----- Passage provided

Re: [PATCH 01/22] Add condition coverage profiling

Jan Hubicka Thu, 05 Oct 2023 06:00:02 -0700

> 
> Like Wahlen et al this implementation records coverage in fixed-size
> bitsets which gcov knows how to interpret. This is very fast, but
> introduces a limit on the number of terms in a single boolean
> expression, the number of bits in a gcov_unsigned_type (which is
> typedef'd to uint64_t), so for most practical purposes this would be
> acceptable. This limitation is in the implementation and not the
> algorithm, so support for more conditions can be added by also
> introducing arbitrary-sized bitsets.


This should not be too hard to do - if conditionalis more complex you
simply introduce more than one counter for it, right?
How many times this trigers on GCC sources?
> 
> For space overhead, the instrumentation needs two accumulators
> (gcov_unsigned_type) per condition in the program which will be written
> to the gcov file. In addition, every function gets a pair of local
> accumulators, but these accmulators are reused between conditions in the
> same function.
> 
> For time overhead, there is a zeroing of the local accumulators for
> every condition and one or two bitwise operation on every edge taken in
> the an expression.
> 
> In action it looks pretty similar to the branch coverage. The -g short
> opt carries no significance, but was chosen because it was an available
> option with the upper-case free too.

----------
----- Given material

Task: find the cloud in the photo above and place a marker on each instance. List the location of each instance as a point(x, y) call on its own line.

----------

__What is asked__.
**A)** According to the condition coverage message, how many accumulators does the instrumentation need for each condition in the program?
**B)** Reproduce the part of the condition coverage message starting at "How many times" and ending at "the an expression.".
The lines are separate material, unrelated to the condition coverage message.

__Exercise results__.
**A)** Two accumulators (gcov_unsigned_type) per condition, which are written to the gcov file.

**B)**
How many times this trigers on GCC sources?
> 
> For space overhead, the instrumentation needs two accumulators
> (gcov_unsigned_type) per condition in the program which will be written
> to the gcov file. In addition, every function gets a pair of local
> accumulators, but these accmulators are reused between conditions in the
> same function.
> 
> For time overhead, there is a zeroing of the local accumulators for
> every condition and one or two bitwise operation on every edge taken in
> the an expression.